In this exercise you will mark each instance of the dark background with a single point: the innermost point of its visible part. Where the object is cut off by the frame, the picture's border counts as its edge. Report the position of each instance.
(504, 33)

---

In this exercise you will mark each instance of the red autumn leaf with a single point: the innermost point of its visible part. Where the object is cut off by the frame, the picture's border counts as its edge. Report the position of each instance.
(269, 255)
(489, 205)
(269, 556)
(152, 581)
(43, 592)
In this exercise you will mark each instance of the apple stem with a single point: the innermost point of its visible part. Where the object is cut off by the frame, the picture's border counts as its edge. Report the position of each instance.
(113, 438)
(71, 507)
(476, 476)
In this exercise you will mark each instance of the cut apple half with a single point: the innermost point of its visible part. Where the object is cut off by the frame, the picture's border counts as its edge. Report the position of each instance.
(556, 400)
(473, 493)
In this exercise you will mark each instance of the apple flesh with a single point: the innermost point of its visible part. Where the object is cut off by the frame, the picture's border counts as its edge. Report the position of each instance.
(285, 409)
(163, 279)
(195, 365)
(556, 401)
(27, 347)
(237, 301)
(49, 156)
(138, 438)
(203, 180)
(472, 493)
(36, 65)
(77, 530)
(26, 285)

==

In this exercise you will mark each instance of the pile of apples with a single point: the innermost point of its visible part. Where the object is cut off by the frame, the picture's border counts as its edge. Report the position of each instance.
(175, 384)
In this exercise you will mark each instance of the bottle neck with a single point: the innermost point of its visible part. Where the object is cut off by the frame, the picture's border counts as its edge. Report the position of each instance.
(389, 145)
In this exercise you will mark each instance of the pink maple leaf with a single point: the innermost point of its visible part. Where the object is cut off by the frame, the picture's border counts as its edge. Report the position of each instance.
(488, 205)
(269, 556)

→ **Work instructions**
List every line of the data above that contains the word "leaf". Matches are case-sensitive.

→ **Completed task**
In this exercise you will mark each instance of the red autumn leaf with a single point: the innermost point of its visible part. Where the object is cut off by the frame, the picture's border counts as its edge. Report the position of each instance.
In this exercise you will mark each instance of the pink maple leaf with a single point: the innermost point of its visible part. Where the object is cut off by the frame, the picture's border counts as its edge. Report the position of each instance.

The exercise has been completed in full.